**Labeled-object pointing entries**
┄┄┄┄┄┄
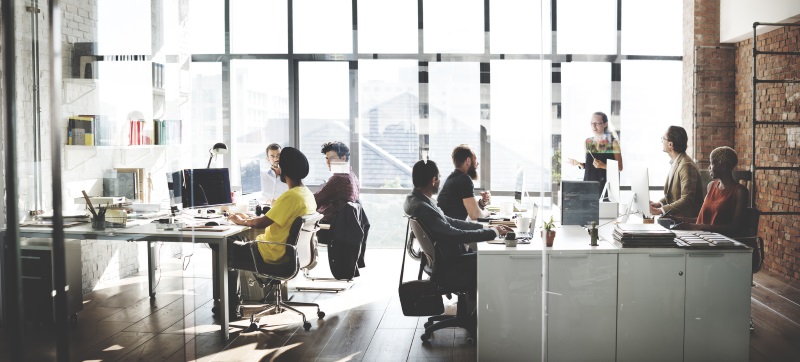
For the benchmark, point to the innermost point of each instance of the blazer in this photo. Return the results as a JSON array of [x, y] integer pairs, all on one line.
[[683, 192], [450, 234]]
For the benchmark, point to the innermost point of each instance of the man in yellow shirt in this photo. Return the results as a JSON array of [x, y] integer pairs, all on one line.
[[297, 201]]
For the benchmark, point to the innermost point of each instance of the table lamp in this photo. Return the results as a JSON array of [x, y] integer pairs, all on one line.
[[218, 149]]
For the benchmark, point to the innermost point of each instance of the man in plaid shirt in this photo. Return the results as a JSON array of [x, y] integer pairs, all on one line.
[[342, 187]]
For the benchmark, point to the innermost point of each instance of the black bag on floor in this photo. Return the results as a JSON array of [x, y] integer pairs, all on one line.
[[418, 298]]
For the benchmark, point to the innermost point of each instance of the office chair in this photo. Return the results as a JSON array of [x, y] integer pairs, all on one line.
[[348, 237], [432, 256], [300, 247]]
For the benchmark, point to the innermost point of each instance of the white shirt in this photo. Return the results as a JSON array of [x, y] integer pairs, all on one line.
[[271, 185]]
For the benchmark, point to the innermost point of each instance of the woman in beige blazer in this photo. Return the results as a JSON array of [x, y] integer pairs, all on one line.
[[683, 191]]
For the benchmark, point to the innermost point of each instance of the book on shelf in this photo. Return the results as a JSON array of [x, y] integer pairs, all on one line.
[[80, 131]]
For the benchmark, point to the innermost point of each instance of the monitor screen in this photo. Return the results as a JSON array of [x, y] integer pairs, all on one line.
[[640, 184], [612, 177], [251, 175], [203, 187]]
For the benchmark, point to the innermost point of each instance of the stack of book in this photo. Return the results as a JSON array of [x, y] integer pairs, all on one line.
[[644, 236]]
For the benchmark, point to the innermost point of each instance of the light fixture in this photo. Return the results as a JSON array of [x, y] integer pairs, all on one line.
[[218, 149]]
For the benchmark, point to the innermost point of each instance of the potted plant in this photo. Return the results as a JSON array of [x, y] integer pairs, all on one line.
[[547, 231]]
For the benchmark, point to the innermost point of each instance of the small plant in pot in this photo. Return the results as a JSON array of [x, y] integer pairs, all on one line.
[[547, 231]]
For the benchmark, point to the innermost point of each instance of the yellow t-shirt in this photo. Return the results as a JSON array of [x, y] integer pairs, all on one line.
[[298, 201]]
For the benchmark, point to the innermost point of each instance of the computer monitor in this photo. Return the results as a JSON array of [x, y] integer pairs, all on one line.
[[519, 185], [612, 181], [250, 170], [640, 184], [203, 187]]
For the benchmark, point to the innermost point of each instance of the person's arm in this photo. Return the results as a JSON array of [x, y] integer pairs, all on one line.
[[261, 222], [688, 180]]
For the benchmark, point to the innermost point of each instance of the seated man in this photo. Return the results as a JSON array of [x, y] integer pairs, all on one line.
[[449, 233], [340, 188], [683, 192], [271, 185], [723, 209], [296, 201], [457, 198]]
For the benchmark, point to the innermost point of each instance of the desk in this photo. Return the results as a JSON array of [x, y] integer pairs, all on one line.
[[608, 303], [149, 233]]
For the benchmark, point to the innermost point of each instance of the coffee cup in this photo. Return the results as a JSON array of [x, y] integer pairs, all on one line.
[[666, 222], [523, 224]]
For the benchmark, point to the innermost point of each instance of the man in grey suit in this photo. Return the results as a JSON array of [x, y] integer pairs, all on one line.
[[683, 191], [451, 235]]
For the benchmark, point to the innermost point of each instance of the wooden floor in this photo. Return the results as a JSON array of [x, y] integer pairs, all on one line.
[[365, 323]]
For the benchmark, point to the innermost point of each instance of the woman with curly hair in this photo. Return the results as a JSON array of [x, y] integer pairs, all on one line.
[[723, 209]]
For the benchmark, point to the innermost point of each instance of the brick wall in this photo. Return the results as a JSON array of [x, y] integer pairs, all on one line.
[[776, 145]]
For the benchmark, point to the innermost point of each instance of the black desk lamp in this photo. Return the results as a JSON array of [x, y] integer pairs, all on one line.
[[218, 149]]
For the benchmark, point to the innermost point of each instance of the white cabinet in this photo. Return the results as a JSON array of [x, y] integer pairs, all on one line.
[[717, 306], [509, 307], [650, 307], [581, 312]]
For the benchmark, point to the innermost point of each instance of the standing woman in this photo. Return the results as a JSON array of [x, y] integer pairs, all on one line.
[[600, 148]]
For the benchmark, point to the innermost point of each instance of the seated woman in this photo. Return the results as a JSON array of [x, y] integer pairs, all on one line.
[[723, 209]]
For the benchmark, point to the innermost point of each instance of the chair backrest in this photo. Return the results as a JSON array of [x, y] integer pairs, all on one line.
[[425, 242], [301, 235]]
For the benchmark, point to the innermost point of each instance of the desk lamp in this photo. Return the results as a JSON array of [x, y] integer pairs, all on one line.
[[218, 149]]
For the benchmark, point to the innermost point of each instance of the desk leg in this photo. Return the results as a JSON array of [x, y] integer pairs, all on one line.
[[222, 279], [151, 268]]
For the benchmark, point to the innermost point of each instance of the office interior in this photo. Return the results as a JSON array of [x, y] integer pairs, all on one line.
[[162, 83]]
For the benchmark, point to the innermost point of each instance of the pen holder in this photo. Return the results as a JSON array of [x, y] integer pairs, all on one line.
[[98, 223]]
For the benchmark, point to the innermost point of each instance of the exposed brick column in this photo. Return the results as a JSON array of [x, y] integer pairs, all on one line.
[[776, 145], [709, 70]]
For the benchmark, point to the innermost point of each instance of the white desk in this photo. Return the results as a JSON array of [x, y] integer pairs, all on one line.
[[149, 233], [607, 303]]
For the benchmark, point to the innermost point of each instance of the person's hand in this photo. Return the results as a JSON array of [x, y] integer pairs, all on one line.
[[501, 229], [486, 197], [599, 164]]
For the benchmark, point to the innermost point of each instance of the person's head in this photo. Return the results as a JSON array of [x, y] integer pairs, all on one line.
[[675, 139], [723, 161], [425, 176], [335, 152], [465, 160], [293, 164], [273, 154], [599, 122]]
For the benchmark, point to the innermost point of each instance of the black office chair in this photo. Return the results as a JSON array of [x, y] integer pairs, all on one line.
[[433, 262], [300, 247]]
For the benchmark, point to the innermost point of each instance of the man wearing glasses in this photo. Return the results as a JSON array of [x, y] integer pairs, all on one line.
[[342, 187], [271, 185], [683, 190]]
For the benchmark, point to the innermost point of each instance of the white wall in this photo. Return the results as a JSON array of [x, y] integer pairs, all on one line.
[[737, 17]]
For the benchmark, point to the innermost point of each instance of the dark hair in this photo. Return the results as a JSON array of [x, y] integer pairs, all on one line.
[[340, 148], [423, 172], [677, 135], [460, 154]]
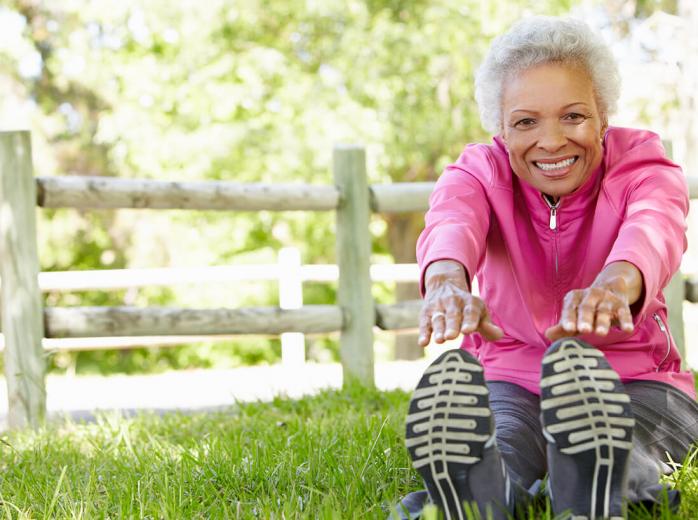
┄┄┄┄┄┄
**Aim of the task**
Reproduce the material above with every occurrence of "innermost point" swapped for "central point", leaving everything else unchanged. Omit the pictures from your answer.

**Solution to this problem**
For the benchmark, point to the central point of each instance of the blazer in this photo. Return the results as a JSON array of [x, y] integer pairs, all on one line.
[[683, 192], [450, 234]]
For the benchmark, point to the central point of each instance of the man in yellow shirt in this photo. Return the results as a JSON array of [x, y] integer pairs, all on one line.
[[297, 201]]
For the benchmark, point to the central point of each instance of the table lamp in this photo. Return the results as a JSON array of [x, y] integer pairs, all on one line.
[[218, 149]]
For the benchmark, point to the central point of each instance of the man in plaid shirt in this photo. Return the results as a JSON array of [x, y] integer pairs, all on one line.
[[342, 187]]
For the benchmark, point to the central point of each instance of the black bag on floor in this photo. Return the results as a JSON array of [x, y] integer pairs, all on one line.
[[418, 298]]
For the benchmark, point to the central point of each instance of the office chair in this photo. Return the results as a JSON array of [x, y] integer pairs, all on one line.
[[348, 237], [432, 256], [300, 247]]
For the benchmark, point to the central point of each instance of the white shirt in this photo. Return the results as a JSON array of [x, y] integer pairs, all on one line.
[[271, 185]]
For the benchmark, point to the central point of each instance of the woman in beige blazer in this photo. Return the results as a JSON array of [x, y] integer pairs, all on one line.
[[683, 191]]
For the benchmark, point to the central point of each instance of the book on shelf in this photo. Return the results as a JSON array of [x, y] integer pairs, all on one line.
[[80, 131]]
For the benchmark, point to the central point of each instance of the monitor screen in this photo. Return the results as a JSON array of [x, y] integer pairs, all on one line.
[[640, 184], [612, 177], [251, 175], [203, 187]]
For the benchmark, point to the central point of each instance of the stack of book in this photo. Return the results as a JSON array of [x, y] integer pairs, all on one line.
[[644, 236]]
For the benchmark, point to the central point of each instance of the light fixture in this photo. Return the results as a JSON array of [x, y] integer pairs, all on one line.
[[218, 149]]
For the benchmark, point to the central point of each instance of the potted plant in this photo. Return the results as a JSON array of [x, y] integer pairs, all on one line.
[[547, 231]]
For the benchmark, point to the central point of each instance of the small plant in pot in this photo. Return the results as a JSON array of [x, y] integer pairs, all on one line.
[[547, 231]]
For the benchmark, point to the central point of each instance of the yellow t-shirt in this photo. Return the results as a JSON array of [x, y] integer pairs, all on one line.
[[298, 201]]
For the benchmark, point to the central point of each instance of the computer monitor in this photo. Return the results as a JSON array of [x, y] integer pairs, all on one line.
[[519, 185], [612, 181], [250, 170], [640, 184], [203, 187]]
For the benchmark, point to the central point of each instance of the person's arm in this photo. Return the results as a JSON array of [x, y] integer pairs, all on one line.
[[261, 222], [688, 180]]
For the benchmark, point to the central point of each instance of the seated man in this photo. Return the results as a JSON array of [x, y] integer pairs, all on one line.
[[449, 233], [340, 188], [683, 192], [271, 185], [723, 209], [296, 201], [457, 198]]
For the benchmark, point to the central point of each instance of the desk in this photo. Return the results as a JSON array of [x, y] integer pairs, all on one line.
[[608, 303], [149, 233]]
For the benchmark, point to the central point of each instance of the coffee cup in this photo. Return the results as a JSON array of [x, y] integer pairs, all on one line.
[[666, 222], [523, 224]]
For the benchmark, point to the central point of each instance of the man in grey suit in this photo. Return the results as a JSON array of [x, y] integer pairs, all on one line.
[[683, 191], [451, 235]]
For the benchmark, point to the central point of each instance of the wooden floor in this photo. Return the results as a JSON array of [x, y] integer pairs, all on one line.
[[365, 323]]
For the benchmark, point to the central point of each instance of the woman with curly hair in this photo. Return the results as a JSON array of [x, y] integer pairs, all on one line.
[[723, 209]]
For the benchmark, point to the central point of each instance of the brick wall in this photo. Return the results as a JSON array of [x, y] integer pairs, all on one line.
[[776, 145]]
For the benchmark, point to the central point of each instance of the black desk lamp in this photo. Return the results as a JSON array of [x, y] integer pairs, all on one line.
[[218, 149]]
For the benchmark, point to the central point of each instance of the white cabinet in this photo. Return the results as a JSON array of [x, y] integer pairs, all on one line.
[[717, 306], [509, 307], [650, 307], [581, 312]]
For the benchmark, point to the central point of each instance of the standing woman in this photo. Return the results as a JSON array of [x, y] integer pairs, all on one line.
[[600, 148]]
For the benchmark, point to the central point of each instance of the seated woman in this photo. Return the results as a JSON array of [x, y] integer pairs, all on one line.
[[723, 209]]
For the benchmark, point to the central point of each instance of the chair backrest in this photo. Return the results as a JSON array of [x, y] integer pairs, all on one line.
[[425, 242], [301, 235]]
For the benchmark, point to the central point of each instance of the desk lamp in this photo. Return the results as a JSON array of [x, y] integer pairs, all on one line.
[[218, 149]]
For the benchmark, point to the central point of each instance of the desk leg in this photo. Return the results as a JSON array of [x, y] integer pairs, all on one line.
[[222, 279], [151, 268]]
For the benchmark, point to the central point of each instance of the office interior in this photo. Return the results as a JSON array of [x, y] integer pairs, all on one line.
[[162, 83]]
For the benchmark, point to the central point of each instance of the pen holder in this photo. Return the results as a JSON array of [x, y] integer pairs, all on one line.
[[98, 223]]
For the benchmark, point to the central point of each instance of the exposed brick column in this photo. Return the results as a JSON array of [x, y] integer pairs, all on one line.
[[776, 145], [709, 70]]
For the benchmark, point to the central point of each instance of the white desk in this photo. Return the results as a JSON array of [x, y] integer pairs, all on one line.
[[149, 233], [607, 303]]
For the benchmark, point to the central point of each instance of the person's hand in this photo. Return the results as a JSON array of [x, y] integer pairs, all on one line.
[[501, 229], [486, 197], [599, 164]]
For the benchmark, point to the central point of each instance of the person's head in this photo. Return the results as a JSON array of [x, y] integer pairs, all on one line.
[[675, 139], [723, 161], [425, 176], [335, 152], [465, 160], [293, 164], [273, 154], [599, 122]]
For the benchmark, point to the central point of each instance of the black office chair in this photo. Return the results as a JSON array of [x, y] integer pairs, all on one line.
[[433, 262], [300, 247]]
For the benchmark, point to the central point of each instance of the man wearing glasses in this photo. Return the results as a JSON array of [x, y] integer pairs, all on one line.
[[342, 187], [271, 185], [683, 190]]
For the benchmark, point to the central point of each instance of the white wall in this photo. Return the results as a JSON array of [x, y] integer pairs, all on one line.
[[737, 17]]
For the benchmark, point to the central point of each instance of the dark hair in this photo. Return the results as a JSON array of [x, y] integer pairs, all on one line.
[[340, 148], [423, 172], [677, 135], [460, 154]]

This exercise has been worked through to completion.